§ Prompt:
Copy the items word for word, starting with the line that contains "547, row 468." and ending with the line that contains "column 396, row 247", with both of those lines included.
────────────────────
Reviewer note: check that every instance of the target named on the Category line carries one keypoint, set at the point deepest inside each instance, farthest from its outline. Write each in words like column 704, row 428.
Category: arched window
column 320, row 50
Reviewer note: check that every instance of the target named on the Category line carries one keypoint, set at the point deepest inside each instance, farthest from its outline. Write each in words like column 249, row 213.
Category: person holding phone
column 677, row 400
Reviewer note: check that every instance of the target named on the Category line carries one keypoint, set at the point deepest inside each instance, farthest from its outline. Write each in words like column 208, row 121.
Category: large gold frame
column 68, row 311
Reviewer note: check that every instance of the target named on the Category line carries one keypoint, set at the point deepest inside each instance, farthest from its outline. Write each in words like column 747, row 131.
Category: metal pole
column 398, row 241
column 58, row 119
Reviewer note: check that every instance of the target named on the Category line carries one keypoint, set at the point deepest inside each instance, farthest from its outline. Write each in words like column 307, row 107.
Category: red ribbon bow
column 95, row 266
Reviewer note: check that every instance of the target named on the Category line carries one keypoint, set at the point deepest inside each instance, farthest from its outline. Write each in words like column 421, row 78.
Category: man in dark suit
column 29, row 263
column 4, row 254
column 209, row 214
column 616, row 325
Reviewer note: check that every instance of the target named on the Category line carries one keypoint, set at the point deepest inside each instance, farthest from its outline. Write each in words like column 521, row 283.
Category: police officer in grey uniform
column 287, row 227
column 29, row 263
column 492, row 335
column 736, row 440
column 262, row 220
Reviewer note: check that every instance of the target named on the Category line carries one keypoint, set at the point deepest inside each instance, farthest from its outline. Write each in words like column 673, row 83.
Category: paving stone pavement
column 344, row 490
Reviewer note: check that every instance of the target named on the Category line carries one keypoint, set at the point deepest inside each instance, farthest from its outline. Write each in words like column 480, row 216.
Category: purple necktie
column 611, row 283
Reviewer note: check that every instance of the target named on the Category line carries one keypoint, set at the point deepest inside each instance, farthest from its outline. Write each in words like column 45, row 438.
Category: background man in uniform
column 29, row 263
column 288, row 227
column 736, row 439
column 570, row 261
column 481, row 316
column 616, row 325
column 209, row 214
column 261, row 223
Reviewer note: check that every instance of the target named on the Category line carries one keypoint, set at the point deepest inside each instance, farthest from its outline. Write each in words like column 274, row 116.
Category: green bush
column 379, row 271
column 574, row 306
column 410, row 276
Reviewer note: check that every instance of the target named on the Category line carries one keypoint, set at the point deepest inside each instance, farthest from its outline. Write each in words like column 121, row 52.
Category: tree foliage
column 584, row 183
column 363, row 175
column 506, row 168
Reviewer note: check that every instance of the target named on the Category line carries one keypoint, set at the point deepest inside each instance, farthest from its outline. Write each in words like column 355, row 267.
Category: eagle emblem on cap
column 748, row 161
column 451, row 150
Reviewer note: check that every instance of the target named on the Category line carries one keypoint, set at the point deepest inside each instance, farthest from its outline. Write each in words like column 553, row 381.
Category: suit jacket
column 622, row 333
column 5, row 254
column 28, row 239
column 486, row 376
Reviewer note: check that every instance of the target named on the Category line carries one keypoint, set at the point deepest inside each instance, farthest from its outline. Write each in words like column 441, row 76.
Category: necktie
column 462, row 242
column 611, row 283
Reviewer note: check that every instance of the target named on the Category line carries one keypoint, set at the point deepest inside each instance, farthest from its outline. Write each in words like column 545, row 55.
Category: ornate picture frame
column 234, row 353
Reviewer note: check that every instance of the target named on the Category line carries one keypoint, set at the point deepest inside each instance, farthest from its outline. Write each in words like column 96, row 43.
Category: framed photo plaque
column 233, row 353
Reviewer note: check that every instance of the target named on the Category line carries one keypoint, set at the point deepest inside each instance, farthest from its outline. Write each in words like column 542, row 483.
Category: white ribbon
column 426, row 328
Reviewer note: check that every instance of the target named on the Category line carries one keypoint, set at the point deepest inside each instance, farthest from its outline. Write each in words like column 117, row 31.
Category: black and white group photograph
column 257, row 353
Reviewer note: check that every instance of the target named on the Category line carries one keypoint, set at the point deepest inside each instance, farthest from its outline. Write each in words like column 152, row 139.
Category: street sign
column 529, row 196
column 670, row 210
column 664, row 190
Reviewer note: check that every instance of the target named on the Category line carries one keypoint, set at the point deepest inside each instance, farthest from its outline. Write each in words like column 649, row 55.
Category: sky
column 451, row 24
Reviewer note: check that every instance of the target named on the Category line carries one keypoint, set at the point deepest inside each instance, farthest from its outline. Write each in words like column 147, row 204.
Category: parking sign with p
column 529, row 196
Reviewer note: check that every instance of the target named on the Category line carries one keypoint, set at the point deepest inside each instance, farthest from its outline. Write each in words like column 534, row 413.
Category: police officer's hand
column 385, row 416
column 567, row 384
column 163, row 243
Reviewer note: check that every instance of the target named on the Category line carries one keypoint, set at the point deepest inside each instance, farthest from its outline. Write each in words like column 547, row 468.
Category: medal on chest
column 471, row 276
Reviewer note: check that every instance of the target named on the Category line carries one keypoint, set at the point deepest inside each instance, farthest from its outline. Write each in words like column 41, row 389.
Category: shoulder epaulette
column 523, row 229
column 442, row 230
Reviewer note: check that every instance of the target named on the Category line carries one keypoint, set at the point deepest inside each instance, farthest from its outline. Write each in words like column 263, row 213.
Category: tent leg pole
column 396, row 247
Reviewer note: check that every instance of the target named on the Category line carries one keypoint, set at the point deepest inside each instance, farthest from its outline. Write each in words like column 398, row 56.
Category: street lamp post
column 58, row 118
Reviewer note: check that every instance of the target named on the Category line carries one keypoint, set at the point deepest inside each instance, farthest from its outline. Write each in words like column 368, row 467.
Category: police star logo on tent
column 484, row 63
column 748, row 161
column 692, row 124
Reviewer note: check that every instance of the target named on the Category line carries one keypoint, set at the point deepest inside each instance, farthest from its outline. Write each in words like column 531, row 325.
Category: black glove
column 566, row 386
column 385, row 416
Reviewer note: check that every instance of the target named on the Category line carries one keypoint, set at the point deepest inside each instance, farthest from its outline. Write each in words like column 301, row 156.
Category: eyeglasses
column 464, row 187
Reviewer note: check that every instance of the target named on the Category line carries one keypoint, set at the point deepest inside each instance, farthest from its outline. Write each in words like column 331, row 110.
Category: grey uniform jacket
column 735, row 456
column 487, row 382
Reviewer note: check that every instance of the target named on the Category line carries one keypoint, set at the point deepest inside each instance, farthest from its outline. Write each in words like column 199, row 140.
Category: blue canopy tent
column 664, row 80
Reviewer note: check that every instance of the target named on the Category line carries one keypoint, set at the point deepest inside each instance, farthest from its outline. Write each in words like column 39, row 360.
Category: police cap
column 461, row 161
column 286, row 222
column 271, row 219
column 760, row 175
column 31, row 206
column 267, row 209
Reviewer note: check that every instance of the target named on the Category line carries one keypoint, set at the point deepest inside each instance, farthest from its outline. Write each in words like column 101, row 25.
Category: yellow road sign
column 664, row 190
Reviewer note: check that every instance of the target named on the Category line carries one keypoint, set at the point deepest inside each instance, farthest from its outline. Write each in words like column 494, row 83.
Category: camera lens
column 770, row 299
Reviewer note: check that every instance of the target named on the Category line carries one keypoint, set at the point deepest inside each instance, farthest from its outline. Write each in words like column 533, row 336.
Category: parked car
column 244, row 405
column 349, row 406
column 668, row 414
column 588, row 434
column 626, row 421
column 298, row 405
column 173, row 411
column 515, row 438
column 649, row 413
────────────────────
§ Task output:
Reviewer note: check that every instance of the target named on the Category line carries one keypoint, set at the point deepest inside each instance, farthest from its outline. Write each in words like column 547, row 468.
Category: medal on chest
column 471, row 276
Reviewer note: check that every instance of the target named on the Category line carries one keypoint, set at the point deepest inside each instance, farthest from its outline. Write each in words like column 41, row 389.
Category: shoulder epaulette
column 523, row 229
column 442, row 230
Reviewer note: check that every instance of the target named on the Category line carries one keypoint, set at the point deepest inside each instance, farthest from its outline. Write each in words like column 263, row 213.
Category: tent leg pole
column 396, row 247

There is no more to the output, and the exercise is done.